* WHAT IS NEEDED *
Transcribe the data in full; each line must match exactly.
START EXERCISE INPUT
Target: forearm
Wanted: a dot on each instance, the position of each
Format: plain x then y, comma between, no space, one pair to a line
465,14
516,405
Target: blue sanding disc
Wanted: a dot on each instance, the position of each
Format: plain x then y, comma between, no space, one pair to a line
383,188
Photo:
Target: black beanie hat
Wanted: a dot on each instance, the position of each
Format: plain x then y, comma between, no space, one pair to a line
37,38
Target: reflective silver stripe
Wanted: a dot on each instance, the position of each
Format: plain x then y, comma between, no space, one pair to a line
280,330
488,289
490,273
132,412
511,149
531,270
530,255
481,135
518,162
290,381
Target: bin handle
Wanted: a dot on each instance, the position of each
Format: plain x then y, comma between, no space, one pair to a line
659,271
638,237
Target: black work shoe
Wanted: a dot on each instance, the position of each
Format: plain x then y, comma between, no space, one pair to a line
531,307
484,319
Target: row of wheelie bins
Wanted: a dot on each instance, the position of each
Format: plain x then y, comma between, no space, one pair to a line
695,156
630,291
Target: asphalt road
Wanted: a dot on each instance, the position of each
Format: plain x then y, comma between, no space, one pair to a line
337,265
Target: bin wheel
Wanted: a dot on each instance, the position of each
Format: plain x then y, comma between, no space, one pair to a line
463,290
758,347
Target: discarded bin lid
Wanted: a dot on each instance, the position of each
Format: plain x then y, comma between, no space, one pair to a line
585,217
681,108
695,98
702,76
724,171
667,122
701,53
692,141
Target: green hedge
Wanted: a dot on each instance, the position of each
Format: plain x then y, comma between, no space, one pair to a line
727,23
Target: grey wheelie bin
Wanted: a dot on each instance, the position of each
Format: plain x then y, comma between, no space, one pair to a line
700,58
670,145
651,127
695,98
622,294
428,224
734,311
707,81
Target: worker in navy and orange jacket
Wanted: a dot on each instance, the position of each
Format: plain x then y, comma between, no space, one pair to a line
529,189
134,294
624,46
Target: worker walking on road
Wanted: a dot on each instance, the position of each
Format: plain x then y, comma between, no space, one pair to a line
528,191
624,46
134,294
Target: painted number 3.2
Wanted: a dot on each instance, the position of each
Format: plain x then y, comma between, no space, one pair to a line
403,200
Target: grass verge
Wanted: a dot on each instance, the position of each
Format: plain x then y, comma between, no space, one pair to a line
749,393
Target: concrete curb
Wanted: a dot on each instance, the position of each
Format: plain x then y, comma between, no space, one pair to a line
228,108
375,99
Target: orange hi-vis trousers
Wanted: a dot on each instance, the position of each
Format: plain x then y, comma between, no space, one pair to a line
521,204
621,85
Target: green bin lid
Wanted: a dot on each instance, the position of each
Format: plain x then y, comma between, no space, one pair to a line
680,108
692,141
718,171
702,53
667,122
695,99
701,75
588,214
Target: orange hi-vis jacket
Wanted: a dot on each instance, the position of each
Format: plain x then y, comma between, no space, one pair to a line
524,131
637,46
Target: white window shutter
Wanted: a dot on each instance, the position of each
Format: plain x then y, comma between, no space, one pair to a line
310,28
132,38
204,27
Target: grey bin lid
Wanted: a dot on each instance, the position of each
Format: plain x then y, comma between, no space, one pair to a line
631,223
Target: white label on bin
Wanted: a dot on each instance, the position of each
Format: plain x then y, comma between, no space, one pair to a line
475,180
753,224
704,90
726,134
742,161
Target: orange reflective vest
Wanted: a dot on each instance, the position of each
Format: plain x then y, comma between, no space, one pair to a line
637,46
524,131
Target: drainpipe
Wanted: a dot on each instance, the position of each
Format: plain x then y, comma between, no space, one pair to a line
END EXERCISE INPUT
* FINAL ANSWER *
Target: forearm
Wanted: a dot on each instance, the position of each
Format: plain x then y, comma between, no space, one pair to a line
465,14
516,405
Target: blue sanding disc
Wanted: a dot on each instance, the position of each
Format: plain x then y, comma between, no space, one pair to a line
383,188
Photo:
Target: black beanie hat
Wanted: a dot on each instance, the position of each
Format: plain x then y, comma between, no space, one pair to a line
37,38
Target: reflective silver stripe
Wanted: a dot on each instance, the position of each
Format: plain x then y, comma between, no space, one pair to a line
280,330
488,289
490,273
132,412
511,149
531,270
530,255
481,135
518,162
290,381
Target: bin handle
Wanted: a dot on each instance, the position of each
Format: plain x then y, comma between, no space, one pair to a line
659,271
638,237
Target: black work shoe
Wanted: a dot on each instance, the position of each
Format: plain x then y, comma between, no space, one pair to a line
531,307
484,319
Target: row of wheelie bins
Wanted: a dot on each instance, the position of each
Format: plain x then y, comma between, no space, one pair to a line
695,156
630,291
Target: asphalt road
Wanted: a dot on each instance, the position of each
Format: plain x then y, comma between, no space, one pair to a line
337,265
Target: bin wheel
Wanted: a dot on each instance, the position of each
Format: plain x then y, comma between, no space, one pair to a line
463,290
758,347
Target: discarded bin lid
Wanted: a dot on each instance, the position of each
Format: plain x then y, comma between, no space, one pair to a line
585,217
681,108
695,98
702,76
724,171
667,122
701,53
692,141
Target: green hedge
Wanted: a dot on each instance, the position of each
Format: plain x then y, comma between, no space, one pair to a line
727,23
Target: grey wheelie bin
Wanted: a dot on each instance, the position of each
Format: plain x then y, comma between, no space, one pair to a line
700,58
670,145
651,127
695,98
622,294
428,224
734,311
707,81
Target: worker in navy and orange jacket
Wanted: a dot on each instance, the position of each
Format: plain x then y, comma between, no space, one pair to a line
529,189
134,294
624,46
Target: worker walking on road
Wanted: a dot on each instance, the position of each
Format: plain x then y, comma between, no space, one pair to a line
528,191
624,46
134,294
Target: painted number 3.2
Wanted: a dot on each instance, the position of each
Format: plain x then y, comma between, no space, one pair to a line
403,200
Target: grass verge
Wanted: a dot on each instance, the position of each
Format: plain x then y, comma between, no space, one pair to a line
749,393
Target: concrete curb
Wanted: a dot on each instance, the position of each
Format: plain x then y, comma between, no space, one pair to a line
228,108
375,99
Target: orange hi-vis trousers
Wanted: a dot on each instance, the position of each
Format: plain x then y, comma between, no space, one pair to a line
521,204
621,85
Target: green bin lid
Wanted: a dot on each instance, the position of each
Format: plain x then y, comma between, no space, one pair to a line
680,108
692,141
718,171
702,53
667,122
695,99
701,75
588,214
Target: orange hi-vis jacket
Wanted: a dot on each instance, the position of each
Format: plain x then y, comma between, no space, one pair to a line
524,131
637,46
Target: white window shutter
Wanted: a dot on each instance, the position of each
Format: plain x then y, comma between, no space, one pair to a line
310,28
132,38
204,27
Target: grey bin lid
Wanted: a dot on each instance, the position of each
Format: plain x then y, comma between, no space, one pair to a line
631,223
Target: white label on bin
Wanted: a dot on each instance, the position of each
Format: plain x then y, comma between, no space, one pair to a line
475,180
753,224
704,90
726,134
742,161
Target: orange reflective vest
Wanted: a dot on each instance, the position of each
Format: plain x then y, comma between, no space, one pair to a line
637,46
524,131
Target: drainpipe
Wanted: a dot on each instance, the position of each
Format: plain x then y, comma between, no space, one pair to a line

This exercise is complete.